# How Do I Determine If A 1st Stain Coat Is Dry Enough For An Additional Coat Of Stain Or Topcoating?



## Targa (Aug 21, 2013)

I've applied the initial coat of General Finishes brand oil based stain on my first woodworking project, a red oak bookcase.

I may add a thin second coat of stain, then top coat with General Finishes Oil Based Arm-R-Seal Urethane Topcoat.

However, before I do, how do I insure the first coat of stain is dry enough for the second coat of stain or the topcoat?

I applied the stain 48 hours ago and then took a clean white paper towel and lightly rubbed it on the stained surface and a *very small *amount of some of the stain color transferred on to the paper towel. Even though it was very little, I'm wondering whether this normal or do I need to wait until there is no transfer at all before I deem the stain coat totally dry?

I would appreciate some guidance.

Thank you


----------



## neverenougftackle (May 6, 2013)

For oil I use my nose. Oil stain is a very slow drier, if you do not wate for it to dry it could very well bleed off into your top coat. causing not so clear of a clear top coat finish. Set it aside for a couple of days, untill you can not smell the off gassing.


----------



## Dal300 (Aug 4, 2011)

Ummmmmmm,

Until you put a finish on it, the stain is going to wipe a little no matter how dry it is.
Stain is not a finish of any kind. It is used to paint a color on perfectly good wood.

Now, my first question should have been…..

Why are you putting stain on nice red oak? If you wanted something else, why not use pine and make it painted to look the way you want?

Don't get me wrong, I ain't hollering, just trying to figure out the mindset behind using an oil stain over a particular wood. 
If I want a particular color of oak I'll look for it until I find the one I want. Just remember, adding your urethane is going to darken the wood even more.


----------



## crank49 (Apr 7, 2010)

I don't use stain like that so maybe I can't help you.
All the staining I have ever done was brushed or wiped on, allowed to set a few minutes, then wiped off.
At that point I may decide the color is not what I was after and may apply a little more stain, let it set, then wipe it off.
I never have used the colored finishes where the stain is dissolved into the finish.

* * *

Set tasks:
1) Decide whether each of these statements agrees with the stain-drying thread, answering yes or no and quoting the deciding words of the thread: (a) The first coat of stain had been on for 48 hours when the question was asked. (b) One reply judges whether oil stain is dry by smell. (c) One reply says the urethane topcoat will make the wood lighter.
2) Turn the paragraph of the stain-drying thread that begins "I applied the stain 48 hours ago" into a short list that keeps its main facts.
3) Continue the stain-drying thread after its final sentence.

* * *

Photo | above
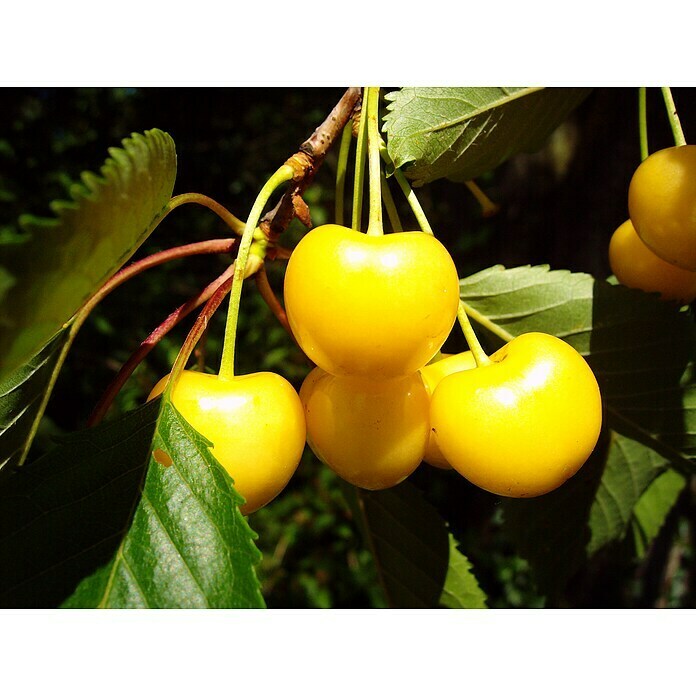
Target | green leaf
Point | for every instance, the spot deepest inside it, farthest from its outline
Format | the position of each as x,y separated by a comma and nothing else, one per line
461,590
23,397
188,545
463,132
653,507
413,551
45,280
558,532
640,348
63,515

* * *

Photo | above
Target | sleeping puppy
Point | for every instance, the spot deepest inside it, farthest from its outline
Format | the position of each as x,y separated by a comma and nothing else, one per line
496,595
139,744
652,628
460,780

* * *

Exercise responses:
1)
(a) Yes: "I applied the stain 48 hours ago"
(b) Yes: "For oil I use my nose."
(c) No: "adding your urethane is going to darken the wood even more."

2)
- The stain was applied 48 hours earlier.
- A clean white paper towel was rubbed lightly on the stained surface.
- A very small amount of stain color transferred to the towel.
- The question is whether this is normal or whether the stain should not be considered fully dry until nothing transfers.

3)
----------



## bondogaposis (Dec 18, 2011)

Forty eight hours should be long enough as long as the piece is at room temperature.. A second coat of stain isn't going to do much, as the first coat of an oil based stain will seal the wood.


----------



## pintodeluxe (Sep 12, 2010)

It really depends on how you plan to apply the topcoat. For instance, I spray my topcoats so there is very little chance of the stain lifting off. However, if you are wiping or brushing the topcoat, wait until no stain lifts off when wiping gently with a cotton rag.

Waiting until the stain is completely dry is THE most important step to a nice finish. Trying to wipe a topcoat onto tacky or uncured stain has ruined many a woodworkers day.


----------



## Targa (Aug 21, 2013)

Dallas said - *"Until you put a finish on it, the stain is going to wipe a little no matter how dry it is"*

This is exactly what I thought. Because I stained and put finish on some sample pieces of the wood in order to get familiar with the products and process as well as to show sample stain colors to my daughter who I built the bookcase for and I experienced some color coming off on a white paper towel until I applied the first finish coat.

The wood is definitely dry to the touch. Since there's no hurry, I'll continue to wait and monitor the stain with white cloths and paper towels and only proceed when there's either no stain transferring or there's only a faint trace of it on a wiping cloth.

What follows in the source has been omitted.